[Texte fourni]

* * *

Un jugement de la Cour du Québec ouvre la porte au tourisme procréatif

Le dernier jugement de la Cour du Québec, qui vient reconnaître à un père le droit d’adopter des jumelles conçues par une mère porteuse en Inde, ouvre une brèche importante en matière de tourisme procréatif, estime Alain Roy, président du Comité consultatif sur le droit de la famille.
« Maintenant, on sait que les couples québécois qui vont aller en Inde ou ailleurs dans le monde, peu importe les conditions exécrables dans lesquelles les mères porteuses évoluent là-bas, vont pouvoir revenir avec l’enfant et soumettre un projet d’adoption […]. Ça peut être reçu par les gens qui veulent un enfant comme étant une certaine forme de caution. »
En 2012, un couple homosexuel a déboursé 30 000 $ dans une clinique de Bombay pour qu’une femme porte leur enfant. Neuf mois plus tard, ils ramenaient au pays des jumelles. Comme l’acte de naissance mentionne le nom d’un seul des deux hommes — le père biologique —, son conjoint a déposé une demande pour adopter les fillettes.

* * *

[Données brutes]
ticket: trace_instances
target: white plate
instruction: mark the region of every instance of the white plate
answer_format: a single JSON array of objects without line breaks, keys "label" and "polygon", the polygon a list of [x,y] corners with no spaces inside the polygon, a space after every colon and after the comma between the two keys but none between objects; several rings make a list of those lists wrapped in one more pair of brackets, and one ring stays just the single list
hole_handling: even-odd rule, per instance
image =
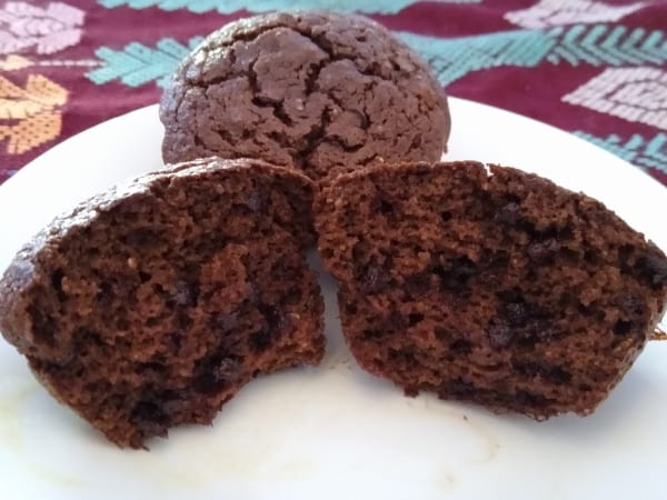
[{"label": "white plate", "polygon": [[[451,99],[450,159],[511,164],[591,194],[667,248],[667,197],[649,177],[554,128]],[[58,212],[161,166],[157,107],[94,127],[0,187],[0,269]],[[104,441],[0,341],[4,499],[664,499],[667,342],[651,342],[588,418],[537,423],[430,396],[405,398],[342,346],[334,283],[321,367],[251,382],[212,428],[150,452]]]}]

* * *

[Activités]
1 – Présentez sous forme de liste le paragraphe du texte sur le tourisme procréatif qui commence par « En 2012, un couple homosexuel », en conservant ses faits principaux.
2 – Transcrivez fidèlement le passage du texte sur le tourisme procréatif qui commence par « En 2012, un » et se poursuit jusqu’à « adopter les fillettes. ».
Les données ne servent pas à réaliser les activités.

[Réponses par tâche]
1 –
- En 2012, un couple homosexuel a payé 30 000 $ à une clinique de Bombay pour qu’une femme porte son enfant.
- Neuf mois plus tard, le couple est rentré au pays avec des jumelles.
- L’acte de naissance ne nommait que le père biologique, si bien que son conjoint a demandé à adopter les fillettes.

2 –
En 2012, un couple homosexuel a déboursé 30 000 $ dans une clinique de Bombay pour qu’une femme porte leur enfant. Neuf mois plus tard, ils ramenaient au pays des jumelles. Comme l’acte de naissance mentionne le nom d’un seul des deux hommes — le père biologique —, son conjoint a déposé une demande pour adopter les fillettes.